Within the listing below, please copy exactly the lines between the line holding "tag the short sleeve" and the line holding "drop one pin per instance, shaped like <point>653,160</point>.", inclusive.

• [DATA TO PROCESS]:
BEGIN
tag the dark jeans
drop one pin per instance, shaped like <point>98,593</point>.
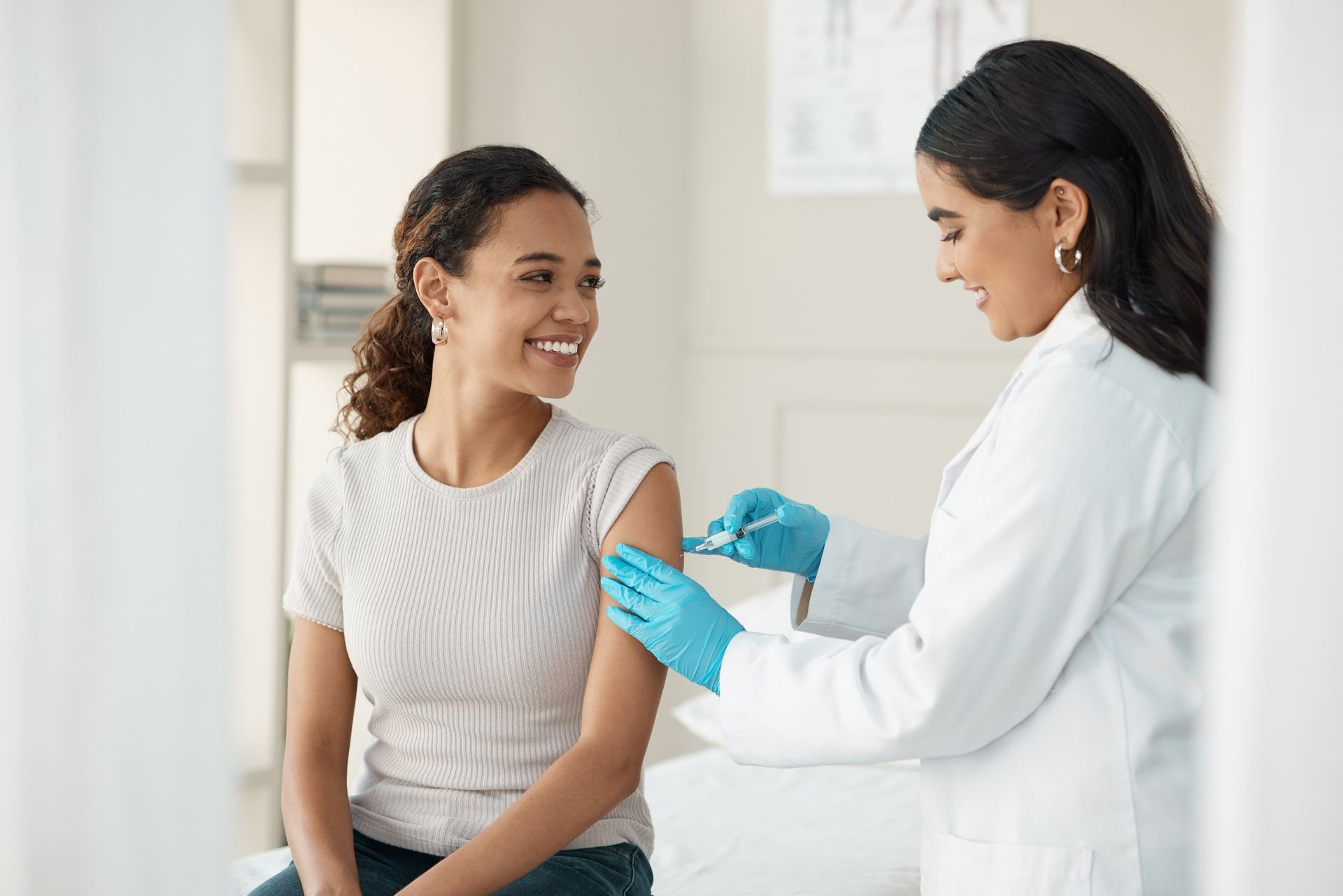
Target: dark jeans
<point>602,871</point>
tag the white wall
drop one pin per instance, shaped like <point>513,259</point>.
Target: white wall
<point>599,89</point>
<point>1274,779</point>
<point>371,118</point>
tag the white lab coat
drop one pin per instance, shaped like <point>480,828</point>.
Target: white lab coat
<point>1033,649</point>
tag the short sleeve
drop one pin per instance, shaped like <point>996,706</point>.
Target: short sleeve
<point>616,480</point>
<point>315,590</point>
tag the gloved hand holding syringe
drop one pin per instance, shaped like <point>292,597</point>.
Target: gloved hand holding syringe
<point>716,541</point>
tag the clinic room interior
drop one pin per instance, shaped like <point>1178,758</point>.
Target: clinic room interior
<point>198,222</point>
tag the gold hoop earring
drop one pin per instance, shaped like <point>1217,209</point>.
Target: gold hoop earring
<point>1058,258</point>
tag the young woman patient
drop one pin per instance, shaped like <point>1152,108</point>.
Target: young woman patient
<point>448,563</point>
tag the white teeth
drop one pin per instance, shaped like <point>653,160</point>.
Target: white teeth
<point>559,348</point>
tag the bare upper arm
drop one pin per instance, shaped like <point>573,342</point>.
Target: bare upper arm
<point>321,691</point>
<point>625,683</point>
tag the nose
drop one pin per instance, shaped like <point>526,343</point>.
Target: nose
<point>571,309</point>
<point>946,264</point>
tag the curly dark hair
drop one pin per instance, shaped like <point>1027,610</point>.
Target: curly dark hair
<point>449,214</point>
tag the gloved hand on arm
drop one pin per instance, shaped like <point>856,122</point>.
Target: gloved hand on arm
<point>671,614</point>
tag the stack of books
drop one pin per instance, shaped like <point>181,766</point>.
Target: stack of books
<point>335,300</point>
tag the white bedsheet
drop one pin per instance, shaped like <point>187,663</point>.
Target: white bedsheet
<point>732,830</point>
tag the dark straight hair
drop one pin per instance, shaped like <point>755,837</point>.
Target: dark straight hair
<point>1033,111</point>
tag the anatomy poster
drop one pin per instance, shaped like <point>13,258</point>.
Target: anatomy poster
<point>851,83</point>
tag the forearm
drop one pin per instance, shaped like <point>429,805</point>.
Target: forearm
<point>318,824</point>
<point>575,792</point>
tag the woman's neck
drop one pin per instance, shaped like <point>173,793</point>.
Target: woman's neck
<point>469,437</point>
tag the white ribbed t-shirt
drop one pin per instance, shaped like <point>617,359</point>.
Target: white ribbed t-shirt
<point>469,616</point>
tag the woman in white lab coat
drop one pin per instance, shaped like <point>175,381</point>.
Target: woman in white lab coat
<point>1035,648</point>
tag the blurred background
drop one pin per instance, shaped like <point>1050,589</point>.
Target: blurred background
<point>198,214</point>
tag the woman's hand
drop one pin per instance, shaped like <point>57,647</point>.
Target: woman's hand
<point>794,544</point>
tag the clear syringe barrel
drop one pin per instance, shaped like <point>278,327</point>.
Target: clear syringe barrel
<point>719,539</point>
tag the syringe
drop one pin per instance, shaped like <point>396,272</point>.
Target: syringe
<point>716,541</point>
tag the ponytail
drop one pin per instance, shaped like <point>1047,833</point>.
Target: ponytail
<point>448,215</point>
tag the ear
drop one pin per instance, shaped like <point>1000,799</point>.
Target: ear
<point>433,287</point>
<point>1068,208</point>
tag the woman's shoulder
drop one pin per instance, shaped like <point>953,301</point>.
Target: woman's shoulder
<point>1102,376</point>
<point>359,461</point>
<point>598,445</point>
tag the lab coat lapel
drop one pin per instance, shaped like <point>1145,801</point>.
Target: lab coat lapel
<point>1074,319</point>
<point>958,464</point>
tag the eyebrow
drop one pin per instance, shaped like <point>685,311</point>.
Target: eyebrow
<point>553,258</point>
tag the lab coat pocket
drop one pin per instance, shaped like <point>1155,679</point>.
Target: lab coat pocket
<point>967,868</point>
END
• [TASK SOLUTION]:
tag the short sleeve
drop one pin per instance, shaped like <point>996,706</point>.
Target: short sleeve
<point>616,480</point>
<point>315,590</point>
tag the gloved hand holding syringe
drop one pin per instance, shaped like <point>292,597</point>.
Target: gloved hand holding syringe
<point>716,541</point>
tag the clinic room interior
drop one pin per instance, shaped like <point>1178,758</point>.
Target: clinic room interior
<point>198,222</point>
tag the gold hoop earring
drop one pin per instance, shaped like <point>1217,209</point>.
Target: gold hoop earring
<point>1058,258</point>
tag the young woman patient
drop one pin per instance, shaped like <point>1152,108</point>.
Target: young woman patient
<point>448,563</point>
tag the white teeth
drop one pin per instance, shaped like <point>653,160</point>.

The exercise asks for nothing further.